_Records from a point-labeling set_.
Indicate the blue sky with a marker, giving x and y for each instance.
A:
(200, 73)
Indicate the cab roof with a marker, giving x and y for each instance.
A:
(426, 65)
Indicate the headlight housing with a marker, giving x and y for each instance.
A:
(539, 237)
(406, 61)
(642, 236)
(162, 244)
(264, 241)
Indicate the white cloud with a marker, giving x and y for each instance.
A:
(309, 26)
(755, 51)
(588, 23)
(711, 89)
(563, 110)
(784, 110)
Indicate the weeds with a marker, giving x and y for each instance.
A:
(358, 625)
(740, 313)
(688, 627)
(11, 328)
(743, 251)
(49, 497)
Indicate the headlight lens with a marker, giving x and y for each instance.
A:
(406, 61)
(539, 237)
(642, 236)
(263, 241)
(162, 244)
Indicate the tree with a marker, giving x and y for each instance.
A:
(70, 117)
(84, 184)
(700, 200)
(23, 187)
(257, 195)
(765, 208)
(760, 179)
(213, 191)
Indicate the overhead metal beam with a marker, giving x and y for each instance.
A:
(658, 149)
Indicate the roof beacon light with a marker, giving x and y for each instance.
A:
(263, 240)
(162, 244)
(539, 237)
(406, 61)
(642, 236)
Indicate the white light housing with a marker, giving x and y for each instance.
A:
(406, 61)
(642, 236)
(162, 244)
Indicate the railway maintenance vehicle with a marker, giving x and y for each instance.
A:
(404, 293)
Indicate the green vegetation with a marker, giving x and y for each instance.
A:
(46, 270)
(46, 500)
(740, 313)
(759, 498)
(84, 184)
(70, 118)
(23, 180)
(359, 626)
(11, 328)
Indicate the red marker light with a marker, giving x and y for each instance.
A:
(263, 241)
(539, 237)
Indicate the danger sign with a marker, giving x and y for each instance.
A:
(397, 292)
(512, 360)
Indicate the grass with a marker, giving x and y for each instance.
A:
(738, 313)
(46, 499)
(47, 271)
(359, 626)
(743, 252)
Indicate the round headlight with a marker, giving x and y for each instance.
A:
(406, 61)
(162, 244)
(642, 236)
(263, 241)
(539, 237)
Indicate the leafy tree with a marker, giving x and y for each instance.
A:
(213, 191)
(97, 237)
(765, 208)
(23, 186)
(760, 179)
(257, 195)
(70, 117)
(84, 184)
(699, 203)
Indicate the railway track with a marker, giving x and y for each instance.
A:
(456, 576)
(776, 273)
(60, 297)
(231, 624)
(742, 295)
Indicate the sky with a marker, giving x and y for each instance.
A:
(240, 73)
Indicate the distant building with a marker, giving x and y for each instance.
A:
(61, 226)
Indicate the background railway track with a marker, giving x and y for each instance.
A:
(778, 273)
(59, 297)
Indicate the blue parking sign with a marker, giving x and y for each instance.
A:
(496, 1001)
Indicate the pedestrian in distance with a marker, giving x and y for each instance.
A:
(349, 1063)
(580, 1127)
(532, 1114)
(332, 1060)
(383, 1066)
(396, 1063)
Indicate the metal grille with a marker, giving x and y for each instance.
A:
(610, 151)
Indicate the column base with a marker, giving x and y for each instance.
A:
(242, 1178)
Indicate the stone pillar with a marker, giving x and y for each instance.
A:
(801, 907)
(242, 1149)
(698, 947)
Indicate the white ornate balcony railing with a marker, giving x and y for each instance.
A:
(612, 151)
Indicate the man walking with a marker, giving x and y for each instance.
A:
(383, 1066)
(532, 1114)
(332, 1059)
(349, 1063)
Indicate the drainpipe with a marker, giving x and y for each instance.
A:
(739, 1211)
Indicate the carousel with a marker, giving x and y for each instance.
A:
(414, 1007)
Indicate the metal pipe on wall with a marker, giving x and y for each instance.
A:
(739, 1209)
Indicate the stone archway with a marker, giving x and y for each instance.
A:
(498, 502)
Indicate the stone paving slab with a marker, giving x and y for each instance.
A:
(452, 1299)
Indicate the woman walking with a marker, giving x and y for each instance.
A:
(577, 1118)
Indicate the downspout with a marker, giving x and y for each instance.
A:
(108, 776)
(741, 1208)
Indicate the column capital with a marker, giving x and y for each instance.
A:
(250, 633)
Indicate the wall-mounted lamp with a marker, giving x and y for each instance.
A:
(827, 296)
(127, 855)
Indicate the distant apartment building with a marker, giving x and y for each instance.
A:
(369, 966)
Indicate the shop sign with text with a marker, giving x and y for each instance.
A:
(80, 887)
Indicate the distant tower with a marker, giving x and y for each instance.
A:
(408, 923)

_Exercise description_. Transcribe the listing above line for line, without changing any wording, punctuation, or coordinates.

_Complete answer_.
Indicate the blue sky with a marker, giving x and y for each instance.
A:
(200, 73)
Indicate the cab roof with a marker, giving x and y for each instance.
A:
(426, 65)
Indicate the headlight housing with a marker, giving x and y for each instance.
A:
(539, 237)
(406, 61)
(642, 236)
(162, 244)
(264, 241)
Indicate the white cloud with a marker, giving x and y for each instance.
A:
(309, 26)
(755, 51)
(588, 23)
(711, 89)
(563, 110)
(784, 110)
Indicate the weeds with a marker, giving x and y for each instance.
A:
(358, 625)
(740, 313)
(688, 627)
(11, 328)
(743, 251)
(49, 497)
Indicate the headlight lens with a marker, giving x and y for each instance.
A:
(406, 61)
(539, 237)
(642, 236)
(263, 241)
(162, 244)
Indicate the tree with a marker, giving x and y for each instance.
A:
(70, 117)
(84, 184)
(700, 200)
(23, 187)
(257, 195)
(765, 208)
(760, 179)
(213, 191)
Indicate the overhead metal beam with a marker, giving x and y for each instance.
A:
(658, 149)
Indicate the roof beacon light with a marker, giving x and y for each instance.
A:
(263, 240)
(162, 244)
(539, 237)
(406, 61)
(642, 236)
Indicate the white light housing with a marker, giving x and y for each instance.
A:
(406, 61)
(642, 236)
(162, 244)
Indicate the railway maintenance vehicle with a marker, giving x and y for each instance.
A:
(404, 293)
Indicate the green vegetation with a marker, giving x and y for each instance.
A:
(46, 270)
(46, 500)
(740, 313)
(759, 498)
(84, 184)
(70, 118)
(23, 180)
(359, 626)
(11, 328)
Indicate the red marker light with a marker, giving x and y for each instance.
A:
(263, 241)
(539, 237)
Indicate the danger sign with a marker, giving x and y for each instance.
A:
(397, 292)
(512, 360)
Indicate the grass with a marker, giving x and y for each instance.
A:
(738, 313)
(46, 499)
(47, 271)
(359, 626)
(743, 252)
Indicate the round headlight with a marker, giving x and y for each instance.
A:
(406, 61)
(162, 244)
(642, 236)
(263, 241)
(539, 237)
Indicate the leafy tree with a marker, giving x and y for each instance.
A:
(213, 191)
(97, 237)
(765, 208)
(23, 186)
(760, 179)
(257, 195)
(70, 117)
(84, 184)
(699, 203)
Indicate the railway track with a marker, giving x and y for each instance.
A:
(456, 576)
(776, 273)
(60, 297)
(231, 624)
(742, 295)
Indicate the sky with a marker, giving x and y for each instance.
A:
(240, 73)
Indicate the distant building with a marker, giving x and y for each instance.
A:
(61, 226)
Indicate the background railway track with a marker, giving x and y for each instance.
A:
(778, 273)
(59, 297)
Indicate the blue parking sign with a marker, giving x and y for each instance.
A:
(496, 1001)
Indicate the pedestrian in distance with a marker, giving x and y for each instance.
A:
(349, 1063)
(580, 1127)
(532, 1114)
(332, 1060)
(383, 1066)
(396, 1063)
Indicate the metal grille with a marker, giving x and y for each instance.
A:
(610, 151)
Indicate the column base with a marker, giving x and y for each instance.
A:
(242, 1178)
Indicate the stone pillar with a marker, giving x and y for each instance.
A:
(801, 907)
(242, 1149)
(698, 947)
Indicate the white ornate balcony railing with a marker, giving x and y for each instance.
A:
(612, 151)
Indicate the man walking with a marker, giving x and y for each instance.
A:
(383, 1066)
(532, 1114)
(332, 1059)
(349, 1063)
Indicate the drainpipe with a marker, giving x and y for each instance.
A:
(739, 1211)
Indicate the carousel with a marker, giving x and y for each instance.
A:
(414, 1007)
Indicate the metal pipe on wall with a marker, giving x and y for each instance.
A:
(739, 1209)
Indicate the stone archway with a marker, giving x and y for each instance.
A:
(498, 502)
Indicate the stone paving slab with a marker, giving x and y for each instance.
A:
(452, 1299)
Indicate the woman walking with a marker, giving x and y for each instance.
A:
(577, 1118)
Indicate the downspout with a marker, giving x and y for each instance.
A:
(108, 776)
(741, 1208)
Indicate the column capital with a marker, giving x and y for each instance.
A:
(250, 633)
Indicate the wall-mounted lamp with a marker, giving x and y for each instance.
A:
(827, 296)
(127, 855)
Indicate the distant apartment building with a marker, giving x and y for each instance.
A:
(369, 966)
Indicate the shop sign with text with a marker, giving x and y for each instance.
A:
(80, 887)
Indicate the distant tower with a marker, giving x and y for each instance.
A:
(408, 923)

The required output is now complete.